Object location annotation data

*****

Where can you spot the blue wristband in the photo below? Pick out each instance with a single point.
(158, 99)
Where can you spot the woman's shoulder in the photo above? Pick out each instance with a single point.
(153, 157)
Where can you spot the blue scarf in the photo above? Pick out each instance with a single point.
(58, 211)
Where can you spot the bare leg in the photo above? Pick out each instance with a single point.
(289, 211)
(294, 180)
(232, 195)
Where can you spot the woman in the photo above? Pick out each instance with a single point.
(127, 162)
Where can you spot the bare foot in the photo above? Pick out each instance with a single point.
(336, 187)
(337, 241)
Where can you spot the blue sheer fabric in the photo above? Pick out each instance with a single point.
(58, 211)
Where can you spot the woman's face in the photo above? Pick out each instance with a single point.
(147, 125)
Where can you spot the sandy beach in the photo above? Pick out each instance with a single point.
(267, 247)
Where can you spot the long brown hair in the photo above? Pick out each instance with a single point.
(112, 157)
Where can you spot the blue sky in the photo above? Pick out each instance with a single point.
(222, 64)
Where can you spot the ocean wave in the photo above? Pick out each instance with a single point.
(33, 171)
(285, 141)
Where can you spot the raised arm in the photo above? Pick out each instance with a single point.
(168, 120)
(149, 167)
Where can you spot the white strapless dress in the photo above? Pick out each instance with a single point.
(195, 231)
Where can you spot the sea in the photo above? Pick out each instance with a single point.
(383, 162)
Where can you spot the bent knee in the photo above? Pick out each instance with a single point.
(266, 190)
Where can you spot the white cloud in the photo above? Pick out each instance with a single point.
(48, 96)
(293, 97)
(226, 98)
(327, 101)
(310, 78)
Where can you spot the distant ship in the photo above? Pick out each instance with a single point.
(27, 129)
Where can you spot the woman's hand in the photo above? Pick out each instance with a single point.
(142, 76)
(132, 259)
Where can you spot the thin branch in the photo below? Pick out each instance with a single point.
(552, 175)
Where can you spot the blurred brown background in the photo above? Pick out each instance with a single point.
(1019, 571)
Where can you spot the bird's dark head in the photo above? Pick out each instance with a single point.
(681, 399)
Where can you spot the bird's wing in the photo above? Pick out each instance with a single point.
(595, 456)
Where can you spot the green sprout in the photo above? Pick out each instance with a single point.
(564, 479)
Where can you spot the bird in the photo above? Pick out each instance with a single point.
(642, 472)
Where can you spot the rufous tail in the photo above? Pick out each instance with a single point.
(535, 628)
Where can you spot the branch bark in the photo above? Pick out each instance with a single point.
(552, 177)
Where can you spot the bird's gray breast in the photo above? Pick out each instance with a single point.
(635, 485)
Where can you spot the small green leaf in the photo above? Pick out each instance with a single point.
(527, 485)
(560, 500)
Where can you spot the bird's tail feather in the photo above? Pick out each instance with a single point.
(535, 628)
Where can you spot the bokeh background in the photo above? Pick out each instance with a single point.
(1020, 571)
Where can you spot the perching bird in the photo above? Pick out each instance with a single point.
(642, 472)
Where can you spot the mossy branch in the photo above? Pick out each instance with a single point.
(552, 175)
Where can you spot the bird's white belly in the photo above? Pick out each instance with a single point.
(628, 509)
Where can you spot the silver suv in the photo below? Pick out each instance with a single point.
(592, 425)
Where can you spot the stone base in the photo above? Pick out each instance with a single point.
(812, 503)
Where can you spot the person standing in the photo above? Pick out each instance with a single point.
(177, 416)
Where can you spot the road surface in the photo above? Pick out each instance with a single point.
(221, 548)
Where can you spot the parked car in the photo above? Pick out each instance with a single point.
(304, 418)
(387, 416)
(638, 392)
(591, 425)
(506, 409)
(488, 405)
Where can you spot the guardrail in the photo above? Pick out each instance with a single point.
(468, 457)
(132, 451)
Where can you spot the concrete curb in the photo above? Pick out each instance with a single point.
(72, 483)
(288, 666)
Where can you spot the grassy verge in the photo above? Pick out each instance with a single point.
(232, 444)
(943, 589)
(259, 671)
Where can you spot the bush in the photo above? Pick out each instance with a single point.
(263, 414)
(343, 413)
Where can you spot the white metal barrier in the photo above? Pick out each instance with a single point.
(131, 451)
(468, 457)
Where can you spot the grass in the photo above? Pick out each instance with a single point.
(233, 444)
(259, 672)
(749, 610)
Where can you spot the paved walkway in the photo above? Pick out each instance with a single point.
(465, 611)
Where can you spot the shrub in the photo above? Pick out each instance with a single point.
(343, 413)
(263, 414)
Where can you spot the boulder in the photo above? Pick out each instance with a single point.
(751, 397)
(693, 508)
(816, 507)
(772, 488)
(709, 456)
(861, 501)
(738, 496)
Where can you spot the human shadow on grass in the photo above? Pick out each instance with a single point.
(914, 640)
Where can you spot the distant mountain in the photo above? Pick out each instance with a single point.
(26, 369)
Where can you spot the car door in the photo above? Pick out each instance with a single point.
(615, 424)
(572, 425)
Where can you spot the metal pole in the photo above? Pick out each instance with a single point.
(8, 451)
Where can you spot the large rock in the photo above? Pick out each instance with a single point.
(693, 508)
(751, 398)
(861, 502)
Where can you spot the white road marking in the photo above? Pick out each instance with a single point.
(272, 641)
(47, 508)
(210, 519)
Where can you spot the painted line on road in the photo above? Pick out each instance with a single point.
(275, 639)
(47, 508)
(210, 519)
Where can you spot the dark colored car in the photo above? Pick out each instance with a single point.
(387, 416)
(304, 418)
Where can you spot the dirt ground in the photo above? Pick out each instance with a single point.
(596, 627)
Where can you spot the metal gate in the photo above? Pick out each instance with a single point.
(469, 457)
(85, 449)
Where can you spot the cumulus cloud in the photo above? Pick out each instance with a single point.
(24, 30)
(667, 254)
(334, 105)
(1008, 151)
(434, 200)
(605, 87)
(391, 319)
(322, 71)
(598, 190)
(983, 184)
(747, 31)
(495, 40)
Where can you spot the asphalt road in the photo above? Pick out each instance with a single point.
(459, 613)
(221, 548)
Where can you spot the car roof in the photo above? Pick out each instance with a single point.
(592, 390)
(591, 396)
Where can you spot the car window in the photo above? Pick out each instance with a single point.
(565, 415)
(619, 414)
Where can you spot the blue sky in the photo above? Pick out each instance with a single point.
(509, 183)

*****

→ TASK OBJECTIVE: Write every entry out again exactly.

→ COMPLETE RESPONSE:
Where can you spot the blue wristband in the photo below? Pick out each instance with a single point.
(158, 99)
Where can you spot the woman's shoulder in the photo above? Pick out each instance with a single point.
(153, 157)
Where can you spot the blue scarf in the photo above? Pick out each instance with a single point.
(58, 211)
Where can you spot the bare leg in the photo above? Pick out each instance with a single point.
(289, 211)
(294, 180)
(232, 195)
Where can you spot the woman in the photo above? Pick out each instance with a single point.
(127, 162)
Where can you spot the bare foot in the photo above? Pick out each instance with a single point.
(336, 187)
(337, 241)
Where can you spot the blue sheer fabric in the photo above? Pick out each instance with a single point.
(58, 211)
Where can you spot the woman's face in the photo above? Pick out each instance with a single point.
(147, 125)
Where can you spot the sandy beach in the photo above? Pick out each instance with a single point.
(267, 247)
Where can you spot the long brown hair in the photo above? Pick out each instance with a single point.
(112, 157)
Where can you spot the blue sky in the photo above? Pick out each instance with a single point.
(222, 64)
Where can you spot the ocean wave in the photo above? Pick out each instance with a single point.
(33, 171)
(285, 141)
Where can you spot the raised arm in the photo above? Pick out each instance with a single point.
(168, 120)
(149, 167)
Where can you spot the white strapless dress in the photo above? Pick out each instance with a single point.
(195, 231)
Where can you spot the sea in the photo above? Pick out each instance with a single point.
(383, 162)
Where can you spot the bent knee in the photo above? Pick out each instance with a single point.
(266, 190)
Where can you spot the white cloud in the photo above? Pick out each instance with a single point.
(48, 96)
(293, 97)
(226, 98)
(327, 101)
(310, 78)
Where can you spot the distant ship in the photo above? Pick out each instance with a single point.
(27, 129)
Where can you spot the woman's hand in the photo above? Pick out each instance with a single point.
(142, 76)
(132, 259)
Where can you spot the thin branch in the photo below? Pick out each instance with a single point.
(552, 175)
Where can you spot the blurred brown background in the photo above? Pick out each instance with a single point.
(1019, 571)
Where can you spot the bird's dark head in the photo above? Pick out each instance with a single point.
(681, 399)
Where can you spot the bird's wing in the photo above? Pick out each instance with a single point.
(595, 456)
Where can you spot the green sprout in the photo above? Pick out each instance with a single point.
(564, 479)
Where can you spot the bird in the photo above? Pick out each instance with a single point.
(642, 472)
Where can you spot the rufous tail in the photo above? Pick out each instance with a single point.
(535, 628)
Where can you spot the branch bark in the photo above? Pick out each instance with a single point.
(552, 177)
Where can you spot the bird's gray breast in the photo above? Pick out each instance with a single point.
(635, 485)
Where can you spot the small green leaf in the photo above? Pick out each instance with a single point.
(527, 485)
(560, 500)
Where can you spot the bird's tail feather in the photo above? Pick out each instance with a single point.
(535, 628)
Where can you spot the bokeh background in the photo above? Pick out each instance with a single point.
(1020, 571)
Where can you spot the perching bird in the photo above? Pick out each instance with a single point.
(642, 472)
Where can you spot the mossy branch in the photo above? Pick out each instance with a single point.
(552, 175)
Where can you spot the bird's white belly in the photo above? Pick out each instance with a single point.
(628, 509)
Where can you spot the silver suv in the photo below? Pick out each instance with a single point.
(592, 425)
Where can you spot the stone base in the photo above? Pick out each instance with a single point.
(812, 503)
Where can you spot the person standing in the photo above? Pick out each instance with a single point.
(177, 416)
Where can you spot the road surface in the photo above? Pick out each instance with a single point.
(221, 548)
Where can you spot the parked car in the photo above? Pick out each instance with a single point.
(304, 418)
(387, 416)
(638, 392)
(591, 425)
(506, 409)
(488, 405)
Where can you spot the guardrail in the photo above? Pick out each instance with a single point.
(468, 457)
(132, 451)
Where can you spot the concrete curb in the photo above? Pick out each instance with a single point.
(72, 483)
(288, 666)
Where can you spot the grassy verge in the photo above? Pick out each instance with a single point.
(232, 444)
(943, 589)
(259, 671)
Where can you spot the bush in the photo above? Pick out each instance with a single point.
(263, 414)
(343, 413)
Where can you spot the white metal barrier in the photo above? Pick out each instance with a single point.
(131, 451)
(468, 457)
Where can you spot the grass in the photo above? Pick out each instance with a single point.
(233, 444)
(259, 672)
(749, 610)
Where can you spot the paved walkway in the photo above? Pick out each instance with a single point.
(465, 611)
Where can you spot the shrub in the photo above? Pick out each instance with a single point.
(343, 413)
(263, 414)
Where can you spot the boulder in the photo above? Pick out each instance with a single point.
(751, 397)
(693, 508)
(816, 507)
(772, 488)
(709, 456)
(861, 501)
(738, 496)
Where can you spot the human shadow on grass in the photo above? Pick out each instance with a single point.
(914, 640)
Where can you spot the distant mountain in the photo above? Pick out each instance with a single point.
(26, 369)
Where can you spot the car door in the photo above? Pick out each instance with a single point.
(615, 424)
(572, 425)
Where can you spot the metal pole in the photo above? Pick out each instance with a single point.
(8, 451)
Where can you spot the large rock in the photo above? Pick out each instance with a single point.
(693, 508)
(751, 398)
(861, 502)
Where can you spot the white road marking in the photo above? Pick out each instance with a single point.
(272, 641)
(47, 508)
(210, 519)
Where can you spot the painted line on road in the photo above? Pick out each instance with a single point.
(275, 639)
(47, 508)
(210, 519)
Where can you spot the dark colored car in the photo above? Pick out each instance with a single point.
(387, 416)
(304, 418)
Where can you spot the dirt ground in the photo above? Pick out each instance with a single point.
(596, 627)
Where can you spot the metal gate in the photo above? Pick out each instance with a single point.
(469, 457)
(85, 449)
Where can you spot the cumulus cloud in the photo above? Pick out each instance with a single point.
(24, 30)
(667, 254)
(334, 105)
(1008, 151)
(434, 200)
(605, 87)
(391, 319)
(322, 71)
(598, 190)
(983, 184)
(747, 31)
(495, 40)
Where can you spot the asphalt road in the photo above? Pick out each instance with a single point.
(459, 613)
(221, 548)
Where can you spot the car roof in the photo above? Pick out each instance with a single point.
(592, 390)
(591, 396)
Where can you spot the car window in the photo above? Pick out each instance with a single point.
(565, 415)
(619, 414)
Where can you spot the blue sky in the photo above? Pick out each instance with a single point.
(509, 183)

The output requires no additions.